↓↓↓

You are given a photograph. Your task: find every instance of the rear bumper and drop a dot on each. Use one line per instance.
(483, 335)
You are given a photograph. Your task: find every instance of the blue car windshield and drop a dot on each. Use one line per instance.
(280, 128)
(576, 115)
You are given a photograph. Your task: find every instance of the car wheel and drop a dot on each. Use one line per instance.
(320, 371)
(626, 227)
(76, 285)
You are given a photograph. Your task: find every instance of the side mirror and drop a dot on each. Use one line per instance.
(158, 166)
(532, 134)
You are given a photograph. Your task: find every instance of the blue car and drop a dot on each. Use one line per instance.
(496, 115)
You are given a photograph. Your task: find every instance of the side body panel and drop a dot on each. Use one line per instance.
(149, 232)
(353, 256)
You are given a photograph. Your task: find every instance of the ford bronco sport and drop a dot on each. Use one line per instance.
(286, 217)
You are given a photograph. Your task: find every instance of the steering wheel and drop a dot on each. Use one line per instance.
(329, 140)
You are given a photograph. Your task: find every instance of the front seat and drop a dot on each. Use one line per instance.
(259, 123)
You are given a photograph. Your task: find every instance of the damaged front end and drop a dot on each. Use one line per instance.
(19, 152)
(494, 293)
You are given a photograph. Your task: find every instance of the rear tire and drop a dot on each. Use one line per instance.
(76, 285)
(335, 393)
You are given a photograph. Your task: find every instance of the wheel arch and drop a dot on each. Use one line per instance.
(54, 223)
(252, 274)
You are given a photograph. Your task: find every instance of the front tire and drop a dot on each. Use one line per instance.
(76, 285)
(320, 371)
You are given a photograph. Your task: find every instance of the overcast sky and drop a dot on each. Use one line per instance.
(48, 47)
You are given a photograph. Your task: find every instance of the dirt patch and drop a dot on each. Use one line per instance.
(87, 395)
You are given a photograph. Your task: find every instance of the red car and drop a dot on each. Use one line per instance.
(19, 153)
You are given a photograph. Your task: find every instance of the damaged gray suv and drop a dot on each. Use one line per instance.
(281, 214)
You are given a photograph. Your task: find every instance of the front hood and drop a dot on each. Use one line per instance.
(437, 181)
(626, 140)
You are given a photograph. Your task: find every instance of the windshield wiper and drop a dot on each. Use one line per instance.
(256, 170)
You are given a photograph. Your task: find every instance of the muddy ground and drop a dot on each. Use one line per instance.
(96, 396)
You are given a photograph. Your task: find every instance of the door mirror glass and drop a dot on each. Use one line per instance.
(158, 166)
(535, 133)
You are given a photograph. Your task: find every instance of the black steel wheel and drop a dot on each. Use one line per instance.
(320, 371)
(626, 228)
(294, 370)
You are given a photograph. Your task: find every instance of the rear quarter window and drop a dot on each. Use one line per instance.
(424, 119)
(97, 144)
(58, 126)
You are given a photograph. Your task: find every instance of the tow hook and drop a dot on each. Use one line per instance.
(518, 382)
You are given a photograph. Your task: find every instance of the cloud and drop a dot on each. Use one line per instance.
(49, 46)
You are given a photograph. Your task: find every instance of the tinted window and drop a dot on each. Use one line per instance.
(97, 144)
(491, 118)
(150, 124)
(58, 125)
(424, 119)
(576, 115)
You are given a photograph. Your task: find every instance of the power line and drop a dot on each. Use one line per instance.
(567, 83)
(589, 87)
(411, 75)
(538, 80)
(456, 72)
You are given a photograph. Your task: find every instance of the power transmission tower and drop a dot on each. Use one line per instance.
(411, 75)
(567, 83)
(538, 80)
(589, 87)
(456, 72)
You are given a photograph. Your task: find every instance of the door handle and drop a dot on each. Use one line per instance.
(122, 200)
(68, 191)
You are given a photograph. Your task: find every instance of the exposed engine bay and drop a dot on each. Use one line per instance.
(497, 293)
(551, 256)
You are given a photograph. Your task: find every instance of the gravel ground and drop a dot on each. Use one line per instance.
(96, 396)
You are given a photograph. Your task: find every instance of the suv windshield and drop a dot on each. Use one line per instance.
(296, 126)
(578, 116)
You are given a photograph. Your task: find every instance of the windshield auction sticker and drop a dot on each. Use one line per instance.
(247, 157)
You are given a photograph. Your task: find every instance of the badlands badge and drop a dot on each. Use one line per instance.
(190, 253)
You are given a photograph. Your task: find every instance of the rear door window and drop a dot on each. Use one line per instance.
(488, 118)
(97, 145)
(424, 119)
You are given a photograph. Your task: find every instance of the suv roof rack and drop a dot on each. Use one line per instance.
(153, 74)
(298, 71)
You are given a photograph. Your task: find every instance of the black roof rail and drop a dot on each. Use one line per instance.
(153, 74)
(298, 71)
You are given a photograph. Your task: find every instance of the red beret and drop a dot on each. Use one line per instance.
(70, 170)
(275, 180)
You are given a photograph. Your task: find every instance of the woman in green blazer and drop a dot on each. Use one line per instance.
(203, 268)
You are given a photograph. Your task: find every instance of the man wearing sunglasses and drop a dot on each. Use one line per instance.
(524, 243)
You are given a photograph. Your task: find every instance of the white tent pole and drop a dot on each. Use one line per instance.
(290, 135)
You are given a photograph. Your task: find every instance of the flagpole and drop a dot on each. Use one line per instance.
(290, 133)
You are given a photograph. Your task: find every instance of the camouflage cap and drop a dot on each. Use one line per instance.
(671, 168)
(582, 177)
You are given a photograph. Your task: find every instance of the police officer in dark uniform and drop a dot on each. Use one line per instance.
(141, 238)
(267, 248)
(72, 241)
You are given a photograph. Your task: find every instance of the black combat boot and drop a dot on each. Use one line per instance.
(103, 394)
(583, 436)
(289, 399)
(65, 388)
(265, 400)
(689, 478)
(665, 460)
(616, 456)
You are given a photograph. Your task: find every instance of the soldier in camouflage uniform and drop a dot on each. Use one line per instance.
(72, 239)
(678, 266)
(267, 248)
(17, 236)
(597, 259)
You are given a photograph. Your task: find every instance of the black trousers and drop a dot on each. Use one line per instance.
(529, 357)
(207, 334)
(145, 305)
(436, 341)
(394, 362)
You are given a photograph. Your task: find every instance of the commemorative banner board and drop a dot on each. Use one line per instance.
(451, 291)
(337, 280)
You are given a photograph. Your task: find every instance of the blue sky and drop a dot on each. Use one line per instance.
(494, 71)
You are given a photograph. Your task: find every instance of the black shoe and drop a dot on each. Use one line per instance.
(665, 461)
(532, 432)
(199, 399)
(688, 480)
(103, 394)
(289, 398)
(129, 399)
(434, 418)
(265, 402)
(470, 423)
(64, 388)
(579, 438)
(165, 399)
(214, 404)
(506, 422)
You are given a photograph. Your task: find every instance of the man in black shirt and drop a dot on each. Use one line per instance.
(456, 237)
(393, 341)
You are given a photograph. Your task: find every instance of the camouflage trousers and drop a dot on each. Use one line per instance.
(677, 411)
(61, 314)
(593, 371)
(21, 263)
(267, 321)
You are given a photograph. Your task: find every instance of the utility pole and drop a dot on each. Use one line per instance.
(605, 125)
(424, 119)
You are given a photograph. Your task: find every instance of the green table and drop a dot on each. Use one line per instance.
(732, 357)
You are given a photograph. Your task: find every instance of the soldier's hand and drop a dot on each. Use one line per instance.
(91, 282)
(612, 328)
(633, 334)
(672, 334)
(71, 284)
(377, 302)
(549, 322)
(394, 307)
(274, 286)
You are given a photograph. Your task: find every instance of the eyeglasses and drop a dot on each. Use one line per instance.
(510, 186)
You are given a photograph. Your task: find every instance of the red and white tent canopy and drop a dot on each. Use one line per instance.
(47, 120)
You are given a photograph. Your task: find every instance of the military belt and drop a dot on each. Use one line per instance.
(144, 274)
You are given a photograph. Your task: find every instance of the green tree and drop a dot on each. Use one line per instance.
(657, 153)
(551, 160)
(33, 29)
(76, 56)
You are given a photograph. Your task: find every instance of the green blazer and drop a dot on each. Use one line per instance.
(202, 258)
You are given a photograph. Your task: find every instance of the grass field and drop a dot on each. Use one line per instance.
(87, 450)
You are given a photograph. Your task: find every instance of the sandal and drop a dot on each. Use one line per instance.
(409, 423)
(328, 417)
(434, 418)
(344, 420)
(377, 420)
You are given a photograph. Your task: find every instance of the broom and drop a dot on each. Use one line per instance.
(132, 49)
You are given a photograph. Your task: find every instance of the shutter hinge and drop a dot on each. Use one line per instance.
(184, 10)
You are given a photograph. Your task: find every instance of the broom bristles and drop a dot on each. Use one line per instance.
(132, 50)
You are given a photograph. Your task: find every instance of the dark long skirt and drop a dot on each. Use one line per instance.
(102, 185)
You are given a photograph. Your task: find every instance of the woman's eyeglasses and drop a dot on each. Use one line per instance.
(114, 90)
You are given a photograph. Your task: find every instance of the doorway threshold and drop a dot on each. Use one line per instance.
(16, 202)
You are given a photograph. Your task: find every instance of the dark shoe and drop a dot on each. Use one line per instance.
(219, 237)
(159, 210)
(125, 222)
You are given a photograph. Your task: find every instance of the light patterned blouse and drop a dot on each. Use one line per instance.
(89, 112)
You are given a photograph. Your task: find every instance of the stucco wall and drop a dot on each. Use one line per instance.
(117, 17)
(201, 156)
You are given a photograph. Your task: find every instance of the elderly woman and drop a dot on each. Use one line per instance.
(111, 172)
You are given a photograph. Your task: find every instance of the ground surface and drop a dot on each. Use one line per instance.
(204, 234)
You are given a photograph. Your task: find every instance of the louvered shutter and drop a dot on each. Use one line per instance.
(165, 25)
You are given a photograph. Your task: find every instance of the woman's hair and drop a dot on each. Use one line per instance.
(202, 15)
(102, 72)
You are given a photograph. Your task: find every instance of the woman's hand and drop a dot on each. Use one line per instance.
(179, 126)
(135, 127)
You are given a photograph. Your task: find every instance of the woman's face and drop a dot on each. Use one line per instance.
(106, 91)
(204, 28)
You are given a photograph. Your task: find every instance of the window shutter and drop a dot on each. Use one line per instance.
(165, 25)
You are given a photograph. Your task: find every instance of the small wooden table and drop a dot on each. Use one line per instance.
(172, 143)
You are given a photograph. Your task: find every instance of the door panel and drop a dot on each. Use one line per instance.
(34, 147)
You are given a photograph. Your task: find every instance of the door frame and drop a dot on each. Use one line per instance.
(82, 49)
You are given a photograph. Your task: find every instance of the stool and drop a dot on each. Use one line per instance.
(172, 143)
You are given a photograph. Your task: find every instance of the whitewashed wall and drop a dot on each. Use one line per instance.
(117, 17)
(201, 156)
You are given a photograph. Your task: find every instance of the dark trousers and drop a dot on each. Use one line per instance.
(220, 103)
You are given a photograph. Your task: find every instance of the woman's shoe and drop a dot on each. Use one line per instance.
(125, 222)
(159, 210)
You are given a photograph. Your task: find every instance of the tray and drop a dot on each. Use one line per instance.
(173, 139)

↑↑↑

WHAT TO DO:
Exactly as written, give the line containing "the door frame" and all remaining lines of the records.

SOLUTION FOR THIS PROBLEM:
You are given a photograph. Your task: find every instance of the door frame and drop a dot on each. Use one line per instance.
(82, 49)
You are given a photograph. Your task: find every instance of the stool and drop a dot on each. Use one line per instance.
(172, 143)
You are given a photograph. Your task: find every instance of the whitewashed wall and drop a dot on each. Use one line per instance.
(117, 17)
(201, 156)
You are given a photograph. Your task: find every instance of the dark trousers and drop a dot on each. Use one line per instance.
(220, 103)
You are given a photograph. Your task: find every instance of the woman's shoe and drop a dot on each. Use one line per instance.
(125, 222)
(159, 210)
You are given a photograph. Your task: find every instance of the tray and drop a dot on each. Use one line per instance.
(173, 139)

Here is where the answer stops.